Work order> Set down each record that follows exactly. Drop the images.

[Stored data entries]
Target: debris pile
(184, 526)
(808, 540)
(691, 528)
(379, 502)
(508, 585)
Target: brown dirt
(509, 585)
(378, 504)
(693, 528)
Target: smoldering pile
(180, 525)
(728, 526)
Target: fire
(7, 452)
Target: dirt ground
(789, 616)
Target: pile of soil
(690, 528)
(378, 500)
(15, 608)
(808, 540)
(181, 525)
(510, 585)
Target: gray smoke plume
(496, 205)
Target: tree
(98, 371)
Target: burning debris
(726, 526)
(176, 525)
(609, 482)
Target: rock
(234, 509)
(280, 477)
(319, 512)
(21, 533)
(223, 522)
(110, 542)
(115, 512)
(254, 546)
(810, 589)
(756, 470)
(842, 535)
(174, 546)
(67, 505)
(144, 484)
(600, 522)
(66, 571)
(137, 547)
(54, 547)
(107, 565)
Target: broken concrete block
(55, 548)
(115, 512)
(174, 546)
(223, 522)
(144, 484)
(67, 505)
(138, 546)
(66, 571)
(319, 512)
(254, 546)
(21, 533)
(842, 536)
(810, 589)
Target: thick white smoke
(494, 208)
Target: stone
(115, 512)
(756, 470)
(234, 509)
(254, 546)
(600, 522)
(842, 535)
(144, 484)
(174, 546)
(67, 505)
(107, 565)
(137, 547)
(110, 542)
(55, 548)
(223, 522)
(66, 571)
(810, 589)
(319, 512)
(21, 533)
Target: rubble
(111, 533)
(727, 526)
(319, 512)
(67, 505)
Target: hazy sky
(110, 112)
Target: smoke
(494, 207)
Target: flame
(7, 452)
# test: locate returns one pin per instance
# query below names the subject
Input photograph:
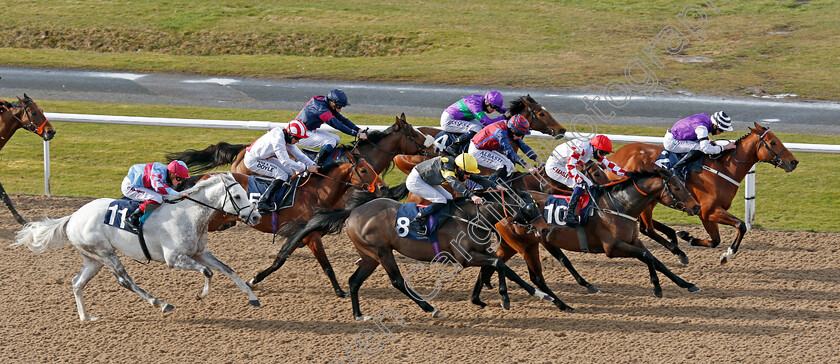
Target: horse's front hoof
(657, 292)
(362, 317)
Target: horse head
(771, 150)
(540, 119)
(30, 117)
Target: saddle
(283, 198)
(407, 228)
(556, 207)
(118, 211)
(445, 139)
(666, 159)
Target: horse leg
(112, 262)
(483, 276)
(88, 271)
(386, 258)
(313, 241)
(557, 253)
(208, 259)
(366, 266)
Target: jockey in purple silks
(691, 136)
(320, 110)
(469, 115)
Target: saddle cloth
(407, 229)
(556, 207)
(283, 197)
(119, 210)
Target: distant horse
(323, 189)
(612, 230)
(540, 119)
(370, 226)
(24, 114)
(714, 187)
(175, 234)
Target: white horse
(175, 234)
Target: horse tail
(211, 157)
(40, 235)
(398, 192)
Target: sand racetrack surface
(777, 301)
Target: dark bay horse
(464, 240)
(612, 230)
(540, 119)
(321, 190)
(22, 114)
(714, 192)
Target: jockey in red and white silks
(562, 164)
(271, 154)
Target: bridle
(30, 126)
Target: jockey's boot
(265, 200)
(687, 159)
(571, 217)
(323, 154)
(454, 149)
(420, 220)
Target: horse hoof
(479, 303)
(657, 292)
(544, 297)
(363, 318)
(505, 304)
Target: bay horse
(176, 234)
(612, 230)
(464, 240)
(322, 189)
(22, 114)
(714, 192)
(540, 119)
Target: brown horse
(612, 230)
(26, 114)
(540, 119)
(322, 189)
(715, 192)
(464, 241)
(379, 149)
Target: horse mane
(516, 106)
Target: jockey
(469, 115)
(327, 109)
(562, 166)
(426, 178)
(691, 136)
(492, 148)
(148, 183)
(269, 156)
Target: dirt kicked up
(777, 302)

Finished exercise>
Target: debris pile
(184, 526)
(808, 540)
(691, 528)
(379, 502)
(508, 585)
Target: brown dirt
(509, 585)
(378, 504)
(693, 528)
Target: smoldering pile
(180, 525)
(728, 526)
Target: fire
(7, 452)
Target: dirt ground
(789, 616)
Target: pile of soil
(690, 528)
(378, 500)
(15, 608)
(808, 540)
(181, 525)
(510, 585)
Target: gray smoke plume
(496, 205)
Target: tree
(98, 371)
Target: burning debris
(726, 526)
(176, 525)
(609, 482)
Target: rock
(234, 509)
(280, 477)
(319, 512)
(21, 533)
(223, 522)
(110, 542)
(115, 512)
(254, 546)
(810, 589)
(756, 470)
(842, 535)
(174, 546)
(67, 505)
(144, 484)
(600, 522)
(66, 571)
(137, 547)
(54, 547)
(107, 565)
Target: broken concrete block
(55, 548)
(115, 512)
(174, 546)
(223, 522)
(144, 484)
(67, 505)
(138, 546)
(66, 571)
(319, 512)
(254, 546)
(21, 533)
(842, 536)
(810, 589)
Target: thick white smoke
(494, 208)
Target: stone
(115, 512)
(756, 470)
(234, 509)
(254, 546)
(600, 522)
(842, 535)
(144, 484)
(174, 546)
(67, 505)
(107, 565)
(137, 547)
(110, 542)
(55, 548)
(223, 522)
(66, 571)
(810, 589)
(319, 512)
(21, 533)
Target: rubble
(111, 533)
(727, 526)
(319, 512)
(67, 505)
Target: hazy sky
(110, 112)
Target: smoke
(494, 207)
Target: flame
(7, 452)
# test: locate returns one pin per instance
# query below names the subject
Input photograph:
Target: horse's front hoof
(657, 292)
(362, 317)
Target: horse head
(771, 150)
(540, 119)
(30, 117)
Target: saddle
(283, 198)
(407, 228)
(556, 207)
(118, 211)
(445, 139)
(666, 159)
Target: horse leg
(112, 262)
(483, 276)
(88, 271)
(386, 258)
(313, 241)
(557, 253)
(208, 259)
(366, 266)
Target: jockey in purple silks
(691, 136)
(320, 110)
(469, 115)
Target: saddle cloth
(407, 229)
(556, 207)
(283, 197)
(119, 210)
Target: distant horse
(323, 189)
(612, 230)
(540, 119)
(370, 226)
(24, 114)
(714, 187)
(175, 234)
Target: white horse
(175, 234)
Target: horse tail
(211, 157)
(40, 235)
(398, 192)
Target: sand racetrack surface
(777, 301)
Target: dark bay horse
(464, 240)
(612, 230)
(540, 119)
(321, 190)
(22, 114)
(714, 192)
Target: jockey in red and white silks
(562, 164)
(271, 154)
Target: bridle
(30, 126)
Target: jockey's boot
(265, 200)
(687, 159)
(571, 217)
(323, 154)
(454, 149)
(420, 220)
Target: horse hoof
(479, 303)
(657, 292)
(544, 297)
(363, 318)
(505, 304)
Target: bay horse
(176, 234)
(612, 230)
(464, 240)
(322, 189)
(22, 114)
(714, 192)
(540, 119)
Target: brown horse
(612, 230)
(26, 114)
(540, 119)
(322, 189)
(715, 192)
(464, 241)
(379, 149)
Target: horse mane
(516, 106)
Target: jockey
(469, 115)
(327, 109)
(562, 166)
(426, 178)
(691, 136)
(492, 148)
(148, 183)
(269, 156)
Target: dirt kicked up
(777, 302)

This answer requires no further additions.